Start of RECORDED INFORMATION
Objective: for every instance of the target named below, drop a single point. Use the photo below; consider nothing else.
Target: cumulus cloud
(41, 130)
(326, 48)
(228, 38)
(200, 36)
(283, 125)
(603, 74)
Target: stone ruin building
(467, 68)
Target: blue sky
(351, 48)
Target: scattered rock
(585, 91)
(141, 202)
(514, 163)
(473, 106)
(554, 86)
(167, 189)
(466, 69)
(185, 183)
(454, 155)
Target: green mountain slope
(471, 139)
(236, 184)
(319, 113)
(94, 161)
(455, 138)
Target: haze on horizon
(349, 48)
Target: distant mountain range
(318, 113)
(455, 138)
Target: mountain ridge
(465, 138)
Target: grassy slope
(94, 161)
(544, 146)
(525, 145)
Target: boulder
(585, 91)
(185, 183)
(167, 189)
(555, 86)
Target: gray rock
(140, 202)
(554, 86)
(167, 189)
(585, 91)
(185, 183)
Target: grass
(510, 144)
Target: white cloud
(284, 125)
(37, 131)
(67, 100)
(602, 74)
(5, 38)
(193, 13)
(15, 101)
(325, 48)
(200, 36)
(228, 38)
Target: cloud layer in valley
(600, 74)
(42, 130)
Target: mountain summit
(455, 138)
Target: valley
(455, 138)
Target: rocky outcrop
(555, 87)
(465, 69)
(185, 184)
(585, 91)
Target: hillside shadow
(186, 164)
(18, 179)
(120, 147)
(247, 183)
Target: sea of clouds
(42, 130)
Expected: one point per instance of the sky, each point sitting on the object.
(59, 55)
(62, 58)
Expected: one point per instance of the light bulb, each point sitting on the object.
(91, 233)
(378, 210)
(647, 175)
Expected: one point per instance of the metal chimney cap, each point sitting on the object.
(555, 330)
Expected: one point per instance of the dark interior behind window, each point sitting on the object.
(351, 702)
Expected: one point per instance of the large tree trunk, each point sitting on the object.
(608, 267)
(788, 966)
End of RECORDED INFORMATION
### WORK TASK
Return all of the entries above exactly as they stand.

### TASK ANSWER
Objective: for every instance of the target named below, drop a single point. Use the photo below; consider nothing else.
Target: cumulus cloud
(41, 130)
(326, 48)
(228, 38)
(200, 36)
(283, 125)
(603, 74)
Target: stone ruin building
(467, 68)
Target: blue sky
(351, 48)
Target: scattered rock
(585, 91)
(141, 202)
(514, 163)
(473, 106)
(554, 86)
(167, 189)
(466, 69)
(185, 183)
(454, 155)
Target: green mountain slope
(471, 139)
(236, 184)
(319, 113)
(94, 161)
(455, 138)
Target: haze on horizon
(349, 48)
Target: distant mountain range
(318, 113)
(455, 138)
Target: mountain ridge
(465, 138)
Target: grassy slope
(94, 161)
(544, 146)
(525, 145)
Target: boulder
(585, 91)
(185, 183)
(167, 189)
(555, 86)
Target: gray rock
(140, 202)
(554, 86)
(167, 189)
(585, 91)
(185, 183)
Target: grass
(510, 144)
Target: white cloud
(284, 125)
(37, 131)
(67, 100)
(602, 74)
(5, 38)
(193, 13)
(15, 101)
(325, 48)
(200, 36)
(228, 38)
Target: cloud layer in valley
(600, 74)
(42, 130)
Target: mountain summit
(455, 138)
Target: valley
(455, 138)
Target: rocky outcrop
(555, 87)
(465, 69)
(185, 184)
(585, 91)
Target: hillside shadow
(186, 164)
(18, 179)
(120, 147)
(247, 183)
Target: sea of clouds
(42, 130)
Expected: one point per instance of the sky, each point sitting on the object.
(59, 55)
(62, 58)
Expected: one point per instance of the light bulb, each point sitting on the object.
(91, 233)
(378, 210)
(647, 175)
Expected: one point per instance of the metal chimney cap, each point sitting on the object.
(555, 330)
Expected: one point per instance of the dark interior behind window, each point sitting on the object.
(351, 702)
Expected: one point per instance of the large tree trunk, each point sitting on the object.
(608, 267)
(788, 966)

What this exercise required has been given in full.